- [Quoted text]:
* * * * * * *
# people leaving aquariums at my doorstep!?!



## russell (Dec 7, 2004)

i came home yesterday to the second aquarium that i have found left at my doorstep. the first one was a 75 gallon with an oriental painted stand, this last one is a 55 gallon tank only. i figured out the first one, someone had a sign on it that said free to anyone, and one of my buddies grabbed it for me. i asked around, and can't find who gave me this last one. it's helarious. i wish people would have done this before i had 8 aquariums.


----------



## SimplyOrange (Oct 5, 2007)

lol. merry xmas. that's pretty nice of them to deliver a free tank.


----------



## kwc1974 (Jan 4, 2006)

wish someone would leave an ADA 120 with stand (gunmetal gray) at my front door


damn...not there. I'd be happy with just some lily pipes


Still not there. Oh well
Congrads on the free tanks, though it sounds like you did not need them. I think my wife would kill me if that happened to me


----------



## mikenas102 (Feb 8, 2006)

If it's going to be in your way you can leave the 75 gal and the stand on my doorstep.
* * * * * * *
- [Dataset rows]:
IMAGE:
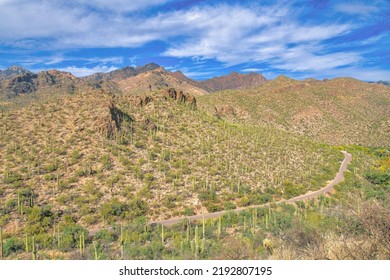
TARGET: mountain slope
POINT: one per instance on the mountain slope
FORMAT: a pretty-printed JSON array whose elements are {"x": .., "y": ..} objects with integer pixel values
[
  {"x": 122, "y": 73},
  {"x": 12, "y": 72},
  {"x": 156, "y": 79},
  {"x": 86, "y": 155},
  {"x": 233, "y": 81},
  {"x": 339, "y": 111}
]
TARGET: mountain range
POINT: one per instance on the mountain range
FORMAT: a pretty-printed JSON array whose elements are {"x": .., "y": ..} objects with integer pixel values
[
  {"x": 87, "y": 165},
  {"x": 16, "y": 81}
]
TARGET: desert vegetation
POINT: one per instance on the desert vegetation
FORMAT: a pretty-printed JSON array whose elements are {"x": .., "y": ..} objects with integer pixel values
[{"x": 83, "y": 174}]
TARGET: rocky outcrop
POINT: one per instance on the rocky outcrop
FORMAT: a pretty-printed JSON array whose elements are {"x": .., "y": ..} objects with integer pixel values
[
  {"x": 110, "y": 123},
  {"x": 233, "y": 81},
  {"x": 13, "y": 71},
  {"x": 181, "y": 97}
]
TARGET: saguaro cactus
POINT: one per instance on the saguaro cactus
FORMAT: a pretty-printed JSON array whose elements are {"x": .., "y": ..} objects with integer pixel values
[
  {"x": 34, "y": 249},
  {"x": 196, "y": 241},
  {"x": 1, "y": 243}
]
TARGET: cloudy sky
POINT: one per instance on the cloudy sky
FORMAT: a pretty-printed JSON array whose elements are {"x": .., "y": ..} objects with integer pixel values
[{"x": 300, "y": 39}]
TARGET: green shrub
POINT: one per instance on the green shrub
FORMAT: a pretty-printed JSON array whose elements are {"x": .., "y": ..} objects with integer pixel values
[{"x": 12, "y": 245}]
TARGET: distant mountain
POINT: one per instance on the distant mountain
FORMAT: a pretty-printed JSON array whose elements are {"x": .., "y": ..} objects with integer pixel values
[
  {"x": 233, "y": 81},
  {"x": 386, "y": 83},
  {"x": 13, "y": 71},
  {"x": 45, "y": 82},
  {"x": 122, "y": 73},
  {"x": 156, "y": 79},
  {"x": 338, "y": 111}
]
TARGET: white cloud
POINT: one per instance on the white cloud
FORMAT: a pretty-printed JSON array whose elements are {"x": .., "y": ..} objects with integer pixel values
[
  {"x": 356, "y": 8},
  {"x": 252, "y": 70},
  {"x": 231, "y": 34},
  {"x": 85, "y": 71},
  {"x": 121, "y": 5}
]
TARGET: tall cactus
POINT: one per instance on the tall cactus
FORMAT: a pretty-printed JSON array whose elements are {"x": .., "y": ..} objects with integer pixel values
[
  {"x": 162, "y": 234},
  {"x": 204, "y": 234},
  {"x": 81, "y": 244},
  {"x": 34, "y": 249},
  {"x": 219, "y": 227},
  {"x": 1, "y": 243},
  {"x": 95, "y": 250},
  {"x": 122, "y": 243},
  {"x": 26, "y": 241}
]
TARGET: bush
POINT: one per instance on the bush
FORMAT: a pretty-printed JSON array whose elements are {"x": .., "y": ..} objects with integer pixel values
[{"x": 12, "y": 245}]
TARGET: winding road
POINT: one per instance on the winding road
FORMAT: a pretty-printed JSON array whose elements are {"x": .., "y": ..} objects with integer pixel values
[{"x": 329, "y": 187}]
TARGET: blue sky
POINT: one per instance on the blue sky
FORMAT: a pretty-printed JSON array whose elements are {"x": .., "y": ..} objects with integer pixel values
[{"x": 300, "y": 39}]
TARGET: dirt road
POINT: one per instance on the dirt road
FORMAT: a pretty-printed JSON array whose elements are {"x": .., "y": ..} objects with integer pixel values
[{"x": 338, "y": 178}]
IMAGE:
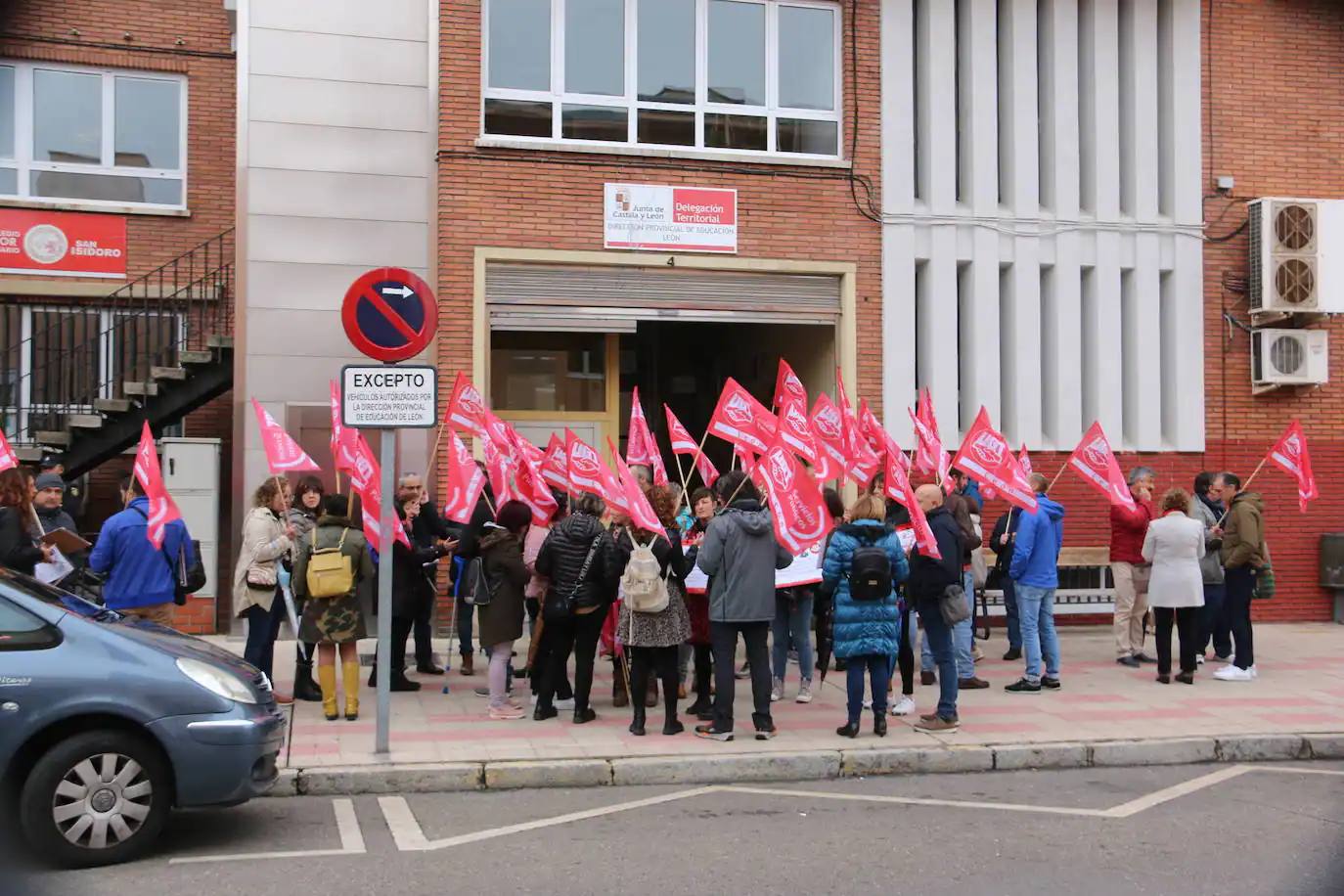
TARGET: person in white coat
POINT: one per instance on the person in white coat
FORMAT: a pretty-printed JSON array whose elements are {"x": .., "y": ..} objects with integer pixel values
[{"x": 1174, "y": 544}]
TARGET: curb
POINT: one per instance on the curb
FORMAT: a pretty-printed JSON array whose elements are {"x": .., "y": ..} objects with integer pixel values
[{"x": 812, "y": 765}]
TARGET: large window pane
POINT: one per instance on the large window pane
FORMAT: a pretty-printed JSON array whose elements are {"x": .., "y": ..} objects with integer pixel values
[
  {"x": 67, "y": 117},
  {"x": 737, "y": 53},
  {"x": 594, "y": 47},
  {"x": 148, "y": 130},
  {"x": 807, "y": 58},
  {"x": 667, "y": 50},
  {"x": 734, "y": 132},
  {"x": 520, "y": 45},
  {"x": 596, "y": 122},
  {"x": 517, "y": 117},
  {"x": 7, "y": 112}
]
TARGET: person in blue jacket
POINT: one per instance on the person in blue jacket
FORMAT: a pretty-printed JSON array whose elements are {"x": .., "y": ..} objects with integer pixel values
[
  {"x": 141, "y": 579},
  {"x": 1035, "y": 574},
  {"x": 866, "y": 633}
]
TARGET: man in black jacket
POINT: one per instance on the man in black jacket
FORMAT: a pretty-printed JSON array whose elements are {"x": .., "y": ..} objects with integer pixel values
[{"x": 929, "y": 578}]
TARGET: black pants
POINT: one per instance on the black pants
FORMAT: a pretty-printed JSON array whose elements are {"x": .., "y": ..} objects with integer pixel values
[
  {"x": 1236, "y": 605},
  {"x": 578, "y": 634},
  {"x": 663, "y": 662},
  {"x": 1187, "y": 629},
  {"x": 723, "y": 636}
]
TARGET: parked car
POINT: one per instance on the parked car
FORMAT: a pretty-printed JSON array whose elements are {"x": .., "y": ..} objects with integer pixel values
[{"x": 108, "y": 723}]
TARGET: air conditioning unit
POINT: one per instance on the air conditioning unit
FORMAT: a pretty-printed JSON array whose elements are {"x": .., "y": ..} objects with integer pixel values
[
  {"x": 1289, "y": 357},
  {"x": 1297, "y": 256}
]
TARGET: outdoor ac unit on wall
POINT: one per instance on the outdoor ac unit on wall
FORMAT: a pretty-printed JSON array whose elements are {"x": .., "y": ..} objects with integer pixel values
[
  {"x": 1289, "y": 357},
  {"x": 1297, "y": 256}
]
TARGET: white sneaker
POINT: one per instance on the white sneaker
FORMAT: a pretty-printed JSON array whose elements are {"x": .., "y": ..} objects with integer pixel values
[{"x": 904, "y": 707}]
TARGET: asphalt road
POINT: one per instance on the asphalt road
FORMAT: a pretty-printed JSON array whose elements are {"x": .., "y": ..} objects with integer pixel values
[{"x": 1250, "y": 830}]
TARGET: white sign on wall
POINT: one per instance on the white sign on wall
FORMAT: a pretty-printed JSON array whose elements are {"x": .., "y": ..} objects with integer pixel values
[{"x": 679, "y": 219}]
* * * * * * *
- [Tasks to perform]:
a. Translate this sentence from the aquarium thread into Spanish: "that's pretty nice of them to deliver a free tank."
b. Extend the forum thread about aquariums left on a doorstep, picking up right after its final post.
The records come from a different source than the thread above them.

- [Responses]:
a. Qué amable de su parte entregarte un acuario gratis.

b.
----------



## Jessie (Apr 23, 2007)

If another shows up, please leave a sign on your door that says "Take to Jessie, Denver, Colorado" I'll gladly take care of this issue for you


----------



## russell (Dec 7, 2004)

lol!

ya, you can't be picky when it's free stuff. they are both in my garage still. i have no idea what im gonna do with them.


----------



## gotcheaprice (Sep 4, 2007)

Send it to me!
I'll take the 75 gallon please


----------



## Revernance (Aug 20, 2007)

lol that's the most random thing ever. why, where huh i'm really confused. but funny story.


----------



## Will Hayward (Sep 2, 2007)

** Goes to check front steps **




Darn.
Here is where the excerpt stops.